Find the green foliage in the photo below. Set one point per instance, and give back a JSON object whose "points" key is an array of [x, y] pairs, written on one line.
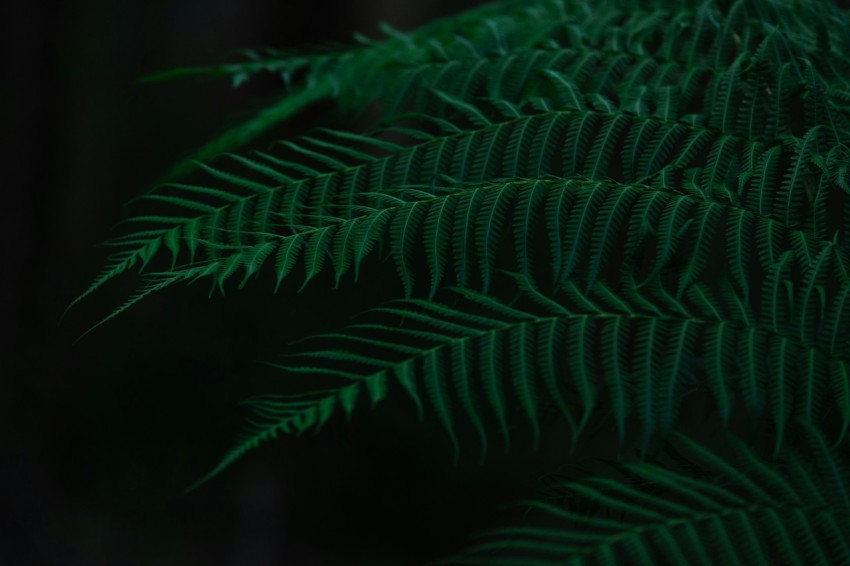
{"points": [[616, 204]]}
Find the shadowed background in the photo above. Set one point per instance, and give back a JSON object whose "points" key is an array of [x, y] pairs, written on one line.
{"points": [[100, 438]]}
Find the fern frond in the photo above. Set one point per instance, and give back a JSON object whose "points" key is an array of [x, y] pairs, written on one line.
{"points": [[735, 509]]}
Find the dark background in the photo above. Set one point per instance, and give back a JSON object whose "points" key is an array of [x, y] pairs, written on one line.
{"points": [[100, 438]]}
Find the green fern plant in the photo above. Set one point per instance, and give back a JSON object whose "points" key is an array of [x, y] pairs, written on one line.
{"points": [[592, 209]]}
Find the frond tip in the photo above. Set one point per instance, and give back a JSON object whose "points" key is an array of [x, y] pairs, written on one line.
{"points": [[739, 510]]}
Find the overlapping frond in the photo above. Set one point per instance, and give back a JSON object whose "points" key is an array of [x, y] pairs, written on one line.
{"points": [[667, 185], [735, 509]]}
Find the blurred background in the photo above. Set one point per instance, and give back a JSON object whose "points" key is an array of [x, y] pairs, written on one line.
{"points": [[100, 438]]}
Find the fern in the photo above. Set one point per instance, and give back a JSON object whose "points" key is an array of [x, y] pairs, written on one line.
{"points": [[592, 212]]}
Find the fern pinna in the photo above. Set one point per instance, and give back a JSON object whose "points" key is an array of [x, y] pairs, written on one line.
{"points": [[591, 209]]}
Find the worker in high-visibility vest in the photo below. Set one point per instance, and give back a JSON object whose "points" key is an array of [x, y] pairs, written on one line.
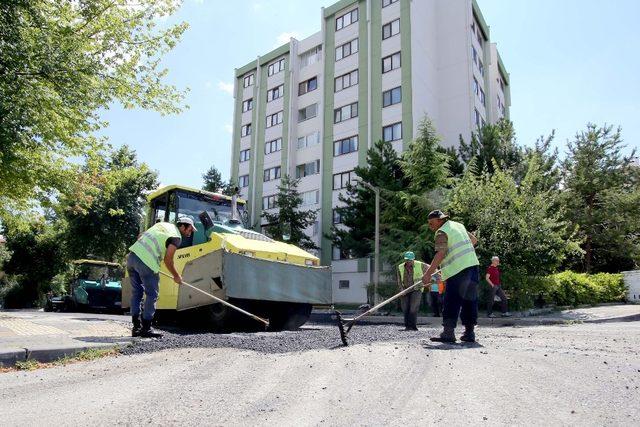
{"points": [[156, 245], [456, 257], [410, 272]]}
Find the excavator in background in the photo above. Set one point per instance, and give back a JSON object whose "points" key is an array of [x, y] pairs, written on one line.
{"points": [[225, 258]]}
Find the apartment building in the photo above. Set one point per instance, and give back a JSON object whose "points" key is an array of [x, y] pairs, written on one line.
{"points": [[312, 107]]}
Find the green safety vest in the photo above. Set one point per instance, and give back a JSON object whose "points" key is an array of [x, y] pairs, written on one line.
{"points": [[152, 244], [460, 251], [417, 272]]}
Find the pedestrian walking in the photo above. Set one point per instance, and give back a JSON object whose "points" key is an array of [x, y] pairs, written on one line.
{"points": [[159, 243], [409, 272], [456, 256], [495, 288], [435, 294]]}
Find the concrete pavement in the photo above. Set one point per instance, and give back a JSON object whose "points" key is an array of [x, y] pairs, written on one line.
{"points": [[36, 335]]}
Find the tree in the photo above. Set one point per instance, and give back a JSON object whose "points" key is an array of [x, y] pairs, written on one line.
{"points": [[601, 192], [213, 180], [63, 61], [290, 220], [104, 209], [492, 142], [354, 231], [37, 256], [514, 221]]}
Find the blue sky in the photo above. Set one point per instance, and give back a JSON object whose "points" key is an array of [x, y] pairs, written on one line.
{"points": [[570, 61]]}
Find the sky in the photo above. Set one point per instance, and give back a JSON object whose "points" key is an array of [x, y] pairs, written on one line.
{"points": [[570, 62]]}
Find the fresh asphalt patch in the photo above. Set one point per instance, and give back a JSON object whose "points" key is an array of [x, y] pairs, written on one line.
{"points": [[309, 337]]}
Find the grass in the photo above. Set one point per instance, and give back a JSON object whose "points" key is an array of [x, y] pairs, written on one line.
{"points": [[83, 356]]}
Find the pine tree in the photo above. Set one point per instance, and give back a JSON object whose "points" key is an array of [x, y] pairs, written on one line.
{"points": [[290, 221]]}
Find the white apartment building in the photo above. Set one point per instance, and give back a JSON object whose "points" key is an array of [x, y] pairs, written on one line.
{"points": [[312, 107]]}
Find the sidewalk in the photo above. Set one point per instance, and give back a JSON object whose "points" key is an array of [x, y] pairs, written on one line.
{"points": [[33, 334], [599, 314]]}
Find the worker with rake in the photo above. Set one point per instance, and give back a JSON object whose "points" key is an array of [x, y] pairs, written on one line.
{"points": [[456, 257]]}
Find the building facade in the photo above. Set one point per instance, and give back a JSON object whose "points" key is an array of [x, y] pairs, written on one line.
{"points": [[312, 108]]}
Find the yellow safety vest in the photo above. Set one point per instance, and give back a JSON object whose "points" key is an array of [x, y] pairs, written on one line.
{"points": [[460, 251], [417, 272], [152, 244]]}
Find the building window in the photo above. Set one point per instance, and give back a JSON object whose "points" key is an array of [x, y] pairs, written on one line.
{"points": [[248, 80], [310, 197], [392, 96], [275, 119], [346, 19], [311, 168], [247, 105], [268, 202], [308, 140], [308, 86], [273, 146], [307, 113], [345, 113], [341, 180], [271, 173], [310, 57], [391, 62], [391, 29], [392, 132], [276, 67], [346, 80], [337, 218], [344, 146], [275, 93], [346, 49], [338, 254], [245, 155]]}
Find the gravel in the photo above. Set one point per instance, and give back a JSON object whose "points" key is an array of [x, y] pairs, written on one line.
{"points": [[312, 336]]}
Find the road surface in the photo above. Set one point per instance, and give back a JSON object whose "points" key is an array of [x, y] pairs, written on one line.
{"points": [[580, 374]]}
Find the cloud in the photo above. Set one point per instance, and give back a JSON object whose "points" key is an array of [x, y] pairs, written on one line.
{"points": [[284, 37], [226, 87]]}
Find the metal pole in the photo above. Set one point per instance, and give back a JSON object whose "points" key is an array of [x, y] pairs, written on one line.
{"points": [[376, 268]]}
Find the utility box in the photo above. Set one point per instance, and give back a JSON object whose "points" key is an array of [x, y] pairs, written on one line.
{"points": [[632, 280]]}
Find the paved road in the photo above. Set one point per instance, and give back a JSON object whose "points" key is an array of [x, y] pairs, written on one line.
{"points": [[583, 374]]}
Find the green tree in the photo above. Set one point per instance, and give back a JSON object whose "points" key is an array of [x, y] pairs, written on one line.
{"points": [[63, 61], [104, 209], [492, 142], [601, 194], [290, 220], [354, 233], [37, 256]]}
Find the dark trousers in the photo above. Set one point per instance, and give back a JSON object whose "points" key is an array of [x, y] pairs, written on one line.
{"points": [[410, 304], [461, 298], [493, 291], [435, 303]]}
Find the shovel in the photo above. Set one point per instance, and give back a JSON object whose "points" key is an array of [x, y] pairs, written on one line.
{"points": [[221, 301]]}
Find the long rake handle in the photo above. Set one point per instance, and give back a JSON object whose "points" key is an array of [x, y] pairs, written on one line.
{"points": [[221, 301], [387, 301]]}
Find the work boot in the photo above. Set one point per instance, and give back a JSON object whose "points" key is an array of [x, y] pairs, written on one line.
{"points": [[469, 335], [447, 335], [135, 331], [147, 331]]}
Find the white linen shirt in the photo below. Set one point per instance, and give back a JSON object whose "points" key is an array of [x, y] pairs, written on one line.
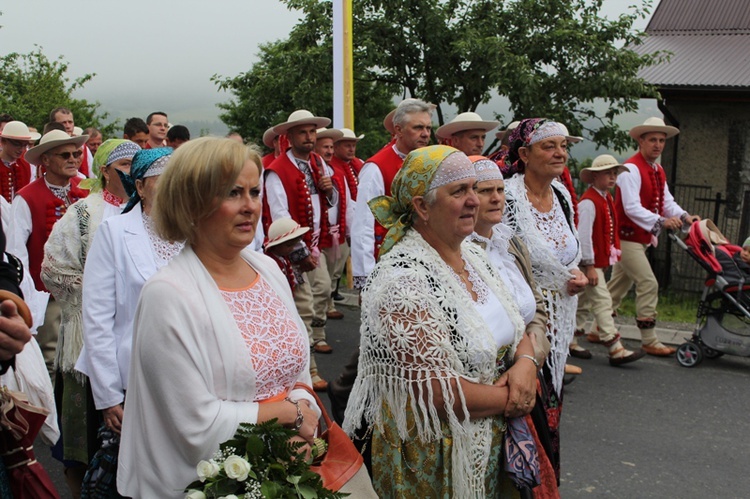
{"points": [[371, 185]]}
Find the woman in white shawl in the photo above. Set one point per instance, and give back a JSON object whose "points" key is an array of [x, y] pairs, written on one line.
{"points": [[65, 255], [539, 210], [217, 340], [439, 328]]}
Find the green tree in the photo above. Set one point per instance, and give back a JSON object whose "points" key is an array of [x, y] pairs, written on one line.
{"points": [[296, 73], [31, 85]]}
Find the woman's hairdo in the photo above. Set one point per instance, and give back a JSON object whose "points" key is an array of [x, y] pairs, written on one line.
{"points": [[200, 173]]}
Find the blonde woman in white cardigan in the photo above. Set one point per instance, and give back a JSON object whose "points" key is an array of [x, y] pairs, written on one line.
{"points": [[216, 338]]}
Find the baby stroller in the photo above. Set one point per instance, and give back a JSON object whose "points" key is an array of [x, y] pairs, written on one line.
{"points": [[723, 318]]}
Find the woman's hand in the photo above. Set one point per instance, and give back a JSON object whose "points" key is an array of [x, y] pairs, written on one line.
{"points": [[521, 382], [577, 283], [309, 422], [113, 418], [592, 276], [306, 448]]}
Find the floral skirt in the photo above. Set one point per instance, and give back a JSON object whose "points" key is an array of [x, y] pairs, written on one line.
{"points": [[423, 469]]}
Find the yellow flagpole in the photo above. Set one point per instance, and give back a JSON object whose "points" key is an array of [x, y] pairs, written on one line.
{"points": [[348, 67]]}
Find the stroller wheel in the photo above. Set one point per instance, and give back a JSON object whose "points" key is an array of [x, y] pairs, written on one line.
{"points": [[689, 354], [710, 353]]}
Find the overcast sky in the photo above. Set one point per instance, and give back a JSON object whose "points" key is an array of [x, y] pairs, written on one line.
{"points": [[155, 54]]}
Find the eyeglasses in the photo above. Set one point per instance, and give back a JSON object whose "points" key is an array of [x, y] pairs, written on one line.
{"points": [[67, 155]]}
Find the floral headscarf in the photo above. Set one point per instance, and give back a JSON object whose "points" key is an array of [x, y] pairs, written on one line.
{"points": [[415, 178], [142, 161], [529, 131]]}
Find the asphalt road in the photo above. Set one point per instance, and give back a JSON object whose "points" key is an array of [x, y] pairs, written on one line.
{"points": [[650, 429]]}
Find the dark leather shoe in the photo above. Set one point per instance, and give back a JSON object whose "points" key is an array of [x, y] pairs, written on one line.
{"points": [[626, 359], [322, 347], [580, 353], [335, 315]]}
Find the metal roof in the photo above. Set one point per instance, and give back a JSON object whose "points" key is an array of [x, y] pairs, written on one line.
{"points": [[709, 41], [718, 16], [699, 61]]}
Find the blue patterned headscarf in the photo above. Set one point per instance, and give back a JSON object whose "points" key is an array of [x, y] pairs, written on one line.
{"points": [[142, 160]]}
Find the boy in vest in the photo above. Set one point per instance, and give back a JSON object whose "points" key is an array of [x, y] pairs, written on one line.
{"points": [[600, 248]]}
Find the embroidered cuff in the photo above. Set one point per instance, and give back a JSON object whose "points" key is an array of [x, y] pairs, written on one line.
{"points": [[656, 229], [298, 255], [359, 281]]}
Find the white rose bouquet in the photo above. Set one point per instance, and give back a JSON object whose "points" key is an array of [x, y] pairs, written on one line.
{"points": [[260, 462]]}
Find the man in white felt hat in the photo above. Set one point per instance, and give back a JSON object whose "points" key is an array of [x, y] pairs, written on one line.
{"points": [[64, 116], [466, 132], [600, 248], [35, 210], [271, 141], [644, 207], [301, 186], [16, 171], [411, 126]]}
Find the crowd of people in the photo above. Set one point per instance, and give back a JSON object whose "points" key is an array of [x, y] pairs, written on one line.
{"points": [[179, 287]]}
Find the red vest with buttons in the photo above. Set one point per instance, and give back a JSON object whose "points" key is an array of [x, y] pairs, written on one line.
{"points": [[604, 233], [389, 164], [350, 170], [46, 209], [653, 182], [13, 178], [300, 202]]}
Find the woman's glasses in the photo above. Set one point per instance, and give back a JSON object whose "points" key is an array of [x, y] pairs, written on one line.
{"points": [[66, 155]]}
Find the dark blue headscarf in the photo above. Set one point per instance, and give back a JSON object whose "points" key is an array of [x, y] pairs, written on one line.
{"points": [[142, 160]]}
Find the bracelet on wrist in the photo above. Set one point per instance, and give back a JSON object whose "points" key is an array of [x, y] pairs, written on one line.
{"points": [[532, 359], [300, 418]]}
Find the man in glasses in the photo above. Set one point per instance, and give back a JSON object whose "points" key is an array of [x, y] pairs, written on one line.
{"points": [[158, 125], [15, 171], [36, 209]]}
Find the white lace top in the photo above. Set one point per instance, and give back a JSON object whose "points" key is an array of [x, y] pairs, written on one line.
{"points": [[163, 250], [505, 263], [554, 227], [276, 346]]}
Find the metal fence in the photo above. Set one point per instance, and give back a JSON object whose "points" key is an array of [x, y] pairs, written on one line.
{"points": [[674, 268]]}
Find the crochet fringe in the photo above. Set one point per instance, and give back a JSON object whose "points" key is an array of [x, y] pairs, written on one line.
{"points": [[412, 309]]}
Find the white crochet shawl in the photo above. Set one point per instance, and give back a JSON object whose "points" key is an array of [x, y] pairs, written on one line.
{"points": [[420, 326], [550, 274]]}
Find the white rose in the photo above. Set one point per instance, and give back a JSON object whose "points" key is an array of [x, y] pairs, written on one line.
{"points": [[237, 468], [207, 469]]}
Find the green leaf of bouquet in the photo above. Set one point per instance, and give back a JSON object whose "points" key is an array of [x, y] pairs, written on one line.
{"points": [[293, 479], [307, 492], [255, 446]]}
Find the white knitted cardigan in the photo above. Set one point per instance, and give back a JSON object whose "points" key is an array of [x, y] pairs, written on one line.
{"points": [[550, 274], [420, 326]]}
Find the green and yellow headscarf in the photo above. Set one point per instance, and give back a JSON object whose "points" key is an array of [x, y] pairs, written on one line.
{"points": [[415, 178]]}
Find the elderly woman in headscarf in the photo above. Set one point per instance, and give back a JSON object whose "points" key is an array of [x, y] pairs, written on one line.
{"points": [[125, 253], [439, 328], [62, 272], [539, 210]]}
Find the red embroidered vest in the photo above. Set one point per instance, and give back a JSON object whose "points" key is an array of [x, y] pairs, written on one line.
{"points": [[46, 209], [653, 181], [389, 164], [300, 202], [267, 160], [13, 178], [604, 233], [350, 172]]}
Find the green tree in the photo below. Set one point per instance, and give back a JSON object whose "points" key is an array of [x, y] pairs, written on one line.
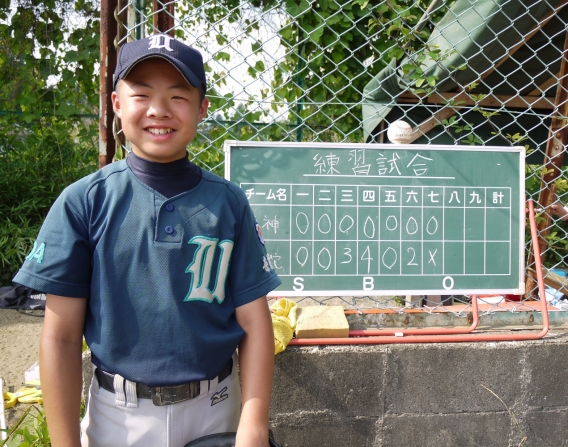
{"points": [[48, 110]]}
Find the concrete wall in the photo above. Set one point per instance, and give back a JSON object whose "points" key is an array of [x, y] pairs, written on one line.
{"points": [[423, 395]]}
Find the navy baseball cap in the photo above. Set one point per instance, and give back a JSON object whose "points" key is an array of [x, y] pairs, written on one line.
{"points": [[186, 59]]}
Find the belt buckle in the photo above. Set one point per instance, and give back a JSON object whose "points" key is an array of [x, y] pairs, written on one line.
{"points": [[167, 395], [159, 398]]}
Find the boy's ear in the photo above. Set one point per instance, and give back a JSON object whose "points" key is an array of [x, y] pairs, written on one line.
{"points": [[116, 104], [203, 109]]}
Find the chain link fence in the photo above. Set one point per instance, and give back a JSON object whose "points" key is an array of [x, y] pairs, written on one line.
{"points": [[485, 72]]}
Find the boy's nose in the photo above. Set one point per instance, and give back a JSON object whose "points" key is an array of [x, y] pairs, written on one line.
{"points": [[159, 109]]}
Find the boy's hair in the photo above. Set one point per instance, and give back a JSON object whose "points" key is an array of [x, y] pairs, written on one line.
{"points": [[186, 59]]}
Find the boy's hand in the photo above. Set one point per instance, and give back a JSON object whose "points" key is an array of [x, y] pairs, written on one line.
{"points": [[256, 365], [559, 210], [60, 367]]}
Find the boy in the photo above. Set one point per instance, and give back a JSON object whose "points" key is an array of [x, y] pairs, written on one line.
{"points": [[163, 269]]}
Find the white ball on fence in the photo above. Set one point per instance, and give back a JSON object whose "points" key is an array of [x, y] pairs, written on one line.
{"points": [[399, 132]]}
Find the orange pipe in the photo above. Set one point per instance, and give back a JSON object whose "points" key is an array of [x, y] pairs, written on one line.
{"points": [[454, 338], [429, 331]]}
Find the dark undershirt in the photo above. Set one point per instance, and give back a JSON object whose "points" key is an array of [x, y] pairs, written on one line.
{"points": [[169, 179]]}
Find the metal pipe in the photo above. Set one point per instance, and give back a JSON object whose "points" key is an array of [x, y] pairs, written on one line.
{"points": [[428, 331], [454, 338], [108, 27]]}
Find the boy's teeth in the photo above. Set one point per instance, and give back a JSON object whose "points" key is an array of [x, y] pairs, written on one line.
{"points": [[159, 131]]}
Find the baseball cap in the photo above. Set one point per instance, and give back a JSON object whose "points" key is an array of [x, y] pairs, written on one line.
{"points": [[186, 59]]}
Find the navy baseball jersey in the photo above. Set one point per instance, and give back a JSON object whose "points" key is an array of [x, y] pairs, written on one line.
{"points": [[162, 276]]}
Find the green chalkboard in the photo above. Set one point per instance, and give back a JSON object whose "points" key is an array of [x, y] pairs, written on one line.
{"points": [[373, 219]]}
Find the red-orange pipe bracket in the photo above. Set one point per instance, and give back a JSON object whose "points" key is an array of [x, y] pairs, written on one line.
{"points": [[453, 338], [430, 331]]}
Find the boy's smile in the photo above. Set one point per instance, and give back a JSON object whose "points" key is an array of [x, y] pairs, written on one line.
{"points": [[159, 110]]}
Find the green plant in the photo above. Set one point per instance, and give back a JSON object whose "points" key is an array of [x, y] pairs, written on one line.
{"points": [[49, 97], [30, 430]]}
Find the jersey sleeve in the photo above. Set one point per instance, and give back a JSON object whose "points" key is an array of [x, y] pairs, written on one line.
{"points": [[60, 260], [251, 273]]}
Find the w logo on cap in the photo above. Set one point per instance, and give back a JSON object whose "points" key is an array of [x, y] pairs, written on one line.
{"points": [[160, 41]]}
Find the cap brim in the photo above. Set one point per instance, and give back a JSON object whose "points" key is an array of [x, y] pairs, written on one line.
{"points": [[189, 75]]}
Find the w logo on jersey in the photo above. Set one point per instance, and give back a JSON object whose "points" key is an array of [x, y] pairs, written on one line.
{"points": [[202, 269], [160, 41]]}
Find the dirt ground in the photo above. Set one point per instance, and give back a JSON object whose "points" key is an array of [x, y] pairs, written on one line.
{"points": [[19, 347]]}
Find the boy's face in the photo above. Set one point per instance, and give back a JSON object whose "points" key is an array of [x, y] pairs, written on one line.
{"points": [[159, 110]]}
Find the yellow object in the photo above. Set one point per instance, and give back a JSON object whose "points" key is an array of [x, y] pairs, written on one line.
{"points": [[25, 395], [283, 322]]}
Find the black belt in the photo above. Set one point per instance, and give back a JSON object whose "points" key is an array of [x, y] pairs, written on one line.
{"points": [[163, 395]]}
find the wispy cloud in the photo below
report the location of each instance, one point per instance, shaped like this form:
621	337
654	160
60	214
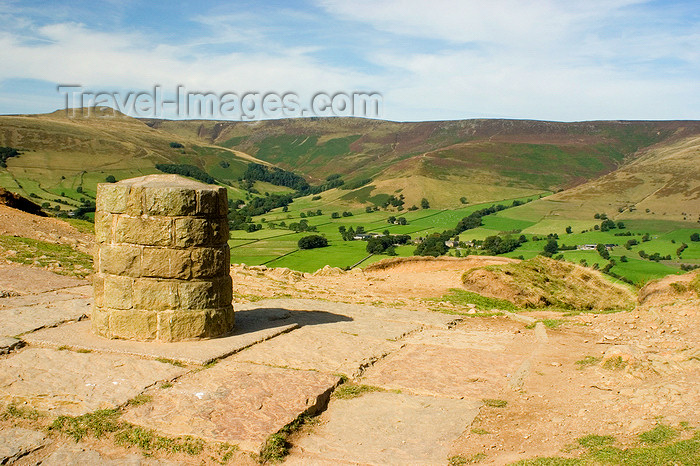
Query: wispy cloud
432	60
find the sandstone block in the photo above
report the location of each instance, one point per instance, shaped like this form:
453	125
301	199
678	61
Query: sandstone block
225	287
198	294
209	262
118	292
166	263
171	201
219	232
98	284
182	325
135	201
150	231
111	198
103	226
192	231
133	324
100	322
155	295
208	202
120	259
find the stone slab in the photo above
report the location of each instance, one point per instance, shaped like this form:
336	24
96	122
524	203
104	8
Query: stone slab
320	349
463	338
355	311
65	294
75	455
440	371
7	344
338	338
19	320
72	383
17	442
234	402
25	279
252	327
386	428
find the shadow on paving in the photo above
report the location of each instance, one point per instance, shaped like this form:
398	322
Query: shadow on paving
254	320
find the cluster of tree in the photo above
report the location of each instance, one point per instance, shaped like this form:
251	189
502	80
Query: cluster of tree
301	225
386	244
276	176
6	153
495	245
394	201
397	221
349	233
473	220
186	170
344	214
608	224
240	216
312	242
656	257
680	250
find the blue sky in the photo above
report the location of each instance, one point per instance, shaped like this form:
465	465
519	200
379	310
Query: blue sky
430	60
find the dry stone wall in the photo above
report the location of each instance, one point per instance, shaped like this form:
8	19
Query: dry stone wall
162	261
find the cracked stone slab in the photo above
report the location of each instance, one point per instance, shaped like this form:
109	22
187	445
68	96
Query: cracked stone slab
234	402
25	279
75	455
64	294
356	311
386	428
315	348
337	338
17	442
19	320
437	371
8	344
252	327
71	383
453	363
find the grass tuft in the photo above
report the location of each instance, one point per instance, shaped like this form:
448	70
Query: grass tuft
495	403
594	440
459	460
587	361
659	434
348	391
20	412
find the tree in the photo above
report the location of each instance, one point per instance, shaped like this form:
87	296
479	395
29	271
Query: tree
551	247
312	242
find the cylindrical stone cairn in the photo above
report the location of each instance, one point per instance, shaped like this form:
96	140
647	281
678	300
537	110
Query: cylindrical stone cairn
162	260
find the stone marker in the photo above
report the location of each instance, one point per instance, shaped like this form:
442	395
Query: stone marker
162	260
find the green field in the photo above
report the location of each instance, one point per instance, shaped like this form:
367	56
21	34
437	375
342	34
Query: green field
278	247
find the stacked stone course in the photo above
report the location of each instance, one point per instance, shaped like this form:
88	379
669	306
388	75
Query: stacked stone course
162	260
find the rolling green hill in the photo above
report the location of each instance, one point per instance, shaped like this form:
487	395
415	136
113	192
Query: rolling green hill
62	159
482	160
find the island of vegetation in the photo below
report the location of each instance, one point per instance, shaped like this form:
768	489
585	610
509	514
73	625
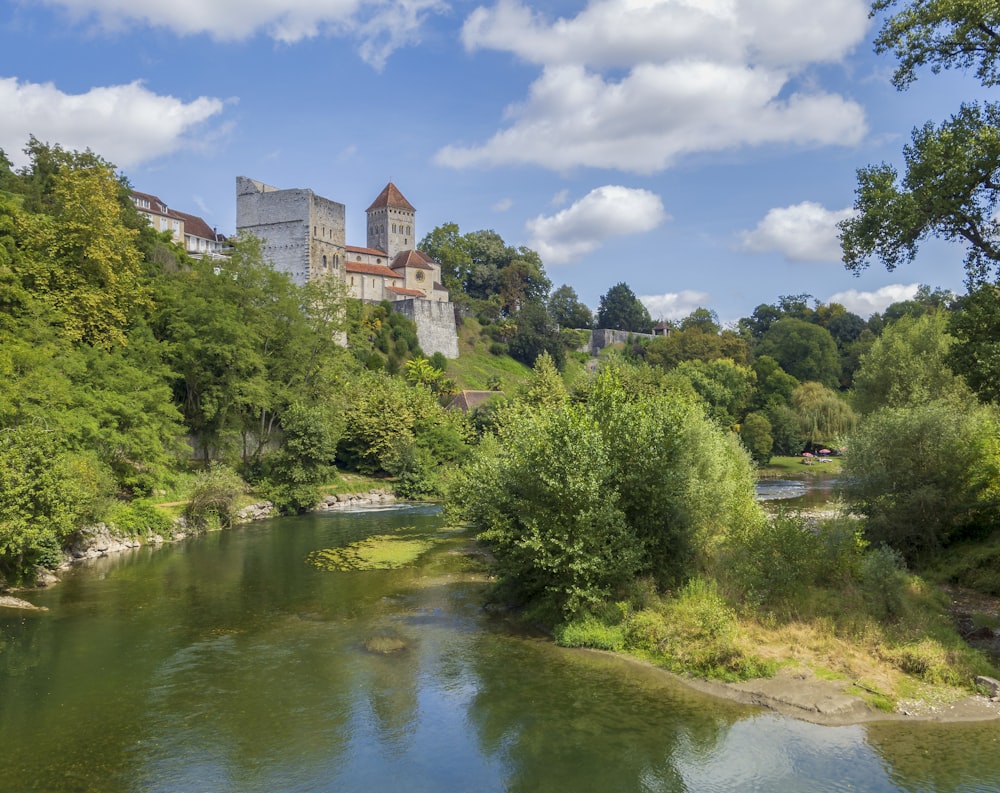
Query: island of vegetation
614	492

**********

# WORK TO BE COMPLETED
Print once more, exactly, the lines from the one with "find the cracked" through the last line of the data, both ends included, without any pictures.

# TASK RESPONSE
find the cracked stone slab in the photo above
report the location of each instance, one point per instance, shaped like this form:
109	22
187	445
68	96
Query: cracked stone slab
234	402
25	279
75	455
64	294
356	311
386	428
315	348
337	338
17	442
19	320
437	371
8	344
252	327
71	383
453	363
find the grass tuft in the photo above
report the location of each instance, one point per instance, shaped like this form:
448	70
Query: grass tuft
495	403
594	440
459	460
587	361
659	434
348	391
20	412
find the tree in the photo above
report the location of each instance, one point per instance, shaped like this form:
87	296
479	395
29	271
Query: tree
551	247
312	242
find the cylindrical stone cairn in the photo above
report the location of each instance, one point per instance, shaped like this form:
96	140
647	281
678	300
537	110
Query: cylindrical stone cairn
162	260
find the stone marker in the photo above
report the location of each instance, one point per instance, shaped like this form:
442	395
Query: stone marker
162	260
find the green field in the photo above
report the location of each instance, one point per instance, shaped like this form:
367	56
21	34
437	375
342	34
Query: green field
278	247
find the stacked stone course in the photo above
report the location of each instance, one point per instance, shaped like this form:
88	379
669	306
388	75
Query: stacked stone course
162	260
find the rolling green hill in the photo above
report the location of each instance, one point per instance, shaped like this form:
487	395
415	136
113	192
Query: rolling green hill
62	159
482	160
find the island of vegetation in the photo below
report the location of each instance, one point per instance, shaped like this form:
768	489
585	610
509	514
73	625
Query: island of vegetation
614	492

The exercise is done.